__TEXTAUSZUG__.
********************

# Mail über SMTP verschicken nur bis ca. 1MB



## mm987 (7. Juni 2008)

Hallo,

über meinem ISPConfig Sytem (Debian Etch, aktuelle ISPConfig Version, Spamassassin) kann ich keine Mails die größer als 1 MB sind verschicken.
Empfangen ist kein Problem (message_size_limit ist hoch gestetzt).
Im Mailclient kommt 'Serververbindung unterbrochen', im mail.log steht dann ' postfix/smtpd[31624]: lost connection after DATA from'.
Hat vielleicht jemand eine Idee??

Besten Dank und viele Grüße

Marco


----------



## MrJack (8. Juni 2008)

Hi,
Also meines Wissens nach ist dieser Fehler ein Timeout vom Maildienst.
Der Maildienst hat eine sehr niedrige Verbindungszeit (aus Sicherheitsgründen wahrscheinlich), und wenn man dann mit einer schwachen Leitung etwas hochläd, fliegt man wohl raus.

Kann jetzt gut sein dass das totaler Quatsch war (ich habe auch keinen dokumentierten Beleg bzw eine dokumentierte Quelle dafür), aber der Fehler heißt ja:
lost connection after DATA from

Lost connection = Verbindung weg, und wenn bei dir nicht die Leitung abknallt heißt das, dass Postfix dich mehr oder weniger "rausgeschmissen" hat.

Auch das after DATA from scheint mir eher ein Problem zu sein, das von einem Timer bestimmt ist.

Suche mal in den Postfix-Configs nach einem Timer, der auf das passen könnte, was ich gerade beschrieben hatte.

mfg,
MrJack


----------



## mm987 (9. Juni 2008)

Gesagt, getan Mr. Jack.
 Leider hab ich nicht wirklich viel ergiebiges gefunden. Trotzdem: DANKE!

Grüße

Marco


----------



## mario77 (9. Juni 2008)

********************

__BEREITGESTELLTE DATEN__.
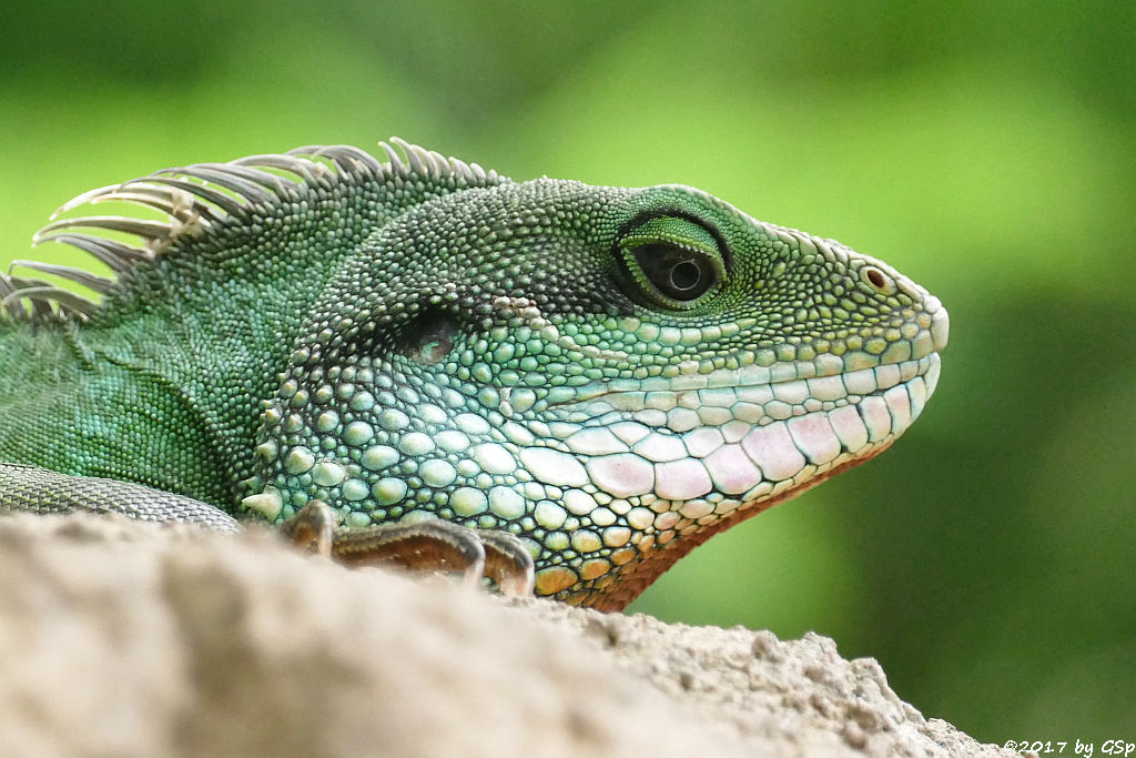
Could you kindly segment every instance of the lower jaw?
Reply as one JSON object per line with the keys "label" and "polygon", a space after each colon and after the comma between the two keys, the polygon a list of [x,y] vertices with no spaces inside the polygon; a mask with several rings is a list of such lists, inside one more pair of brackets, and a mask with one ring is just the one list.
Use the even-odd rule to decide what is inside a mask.
{"label": "lower jaw", "polygon": [[578,590],[568,589],[557,593],[556,597],[558,600],[563,600],[575,606],[584,606],[602,611],[620,611],[670,568],[675,561],[686,556],[691,550],[715,534],[765,513],[776,505],[792,500],[802,492],[837,474],[871,460],[891,447],[894,440],[895,436],[891,436],[887,440],[876,443],[871,449],[862,451],[855,458],[834,461],[830,467],[817,472],[813,476],[795,486],[744,502],[733,513],[722,516],[712,524],[705,525],[703,528],[688,534],[677,535],[666,544],[653,544],[630,563],[616,567],[590,586]]}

********************

__AUFGABE__.
Liste alle Programme und Betriebssysteme auf, die im Textauszug mit Namen genannt werden.

__RICHTIGE LÖSUNG__.
ISPConfig, Debian Etch, Spamassassin, Postfix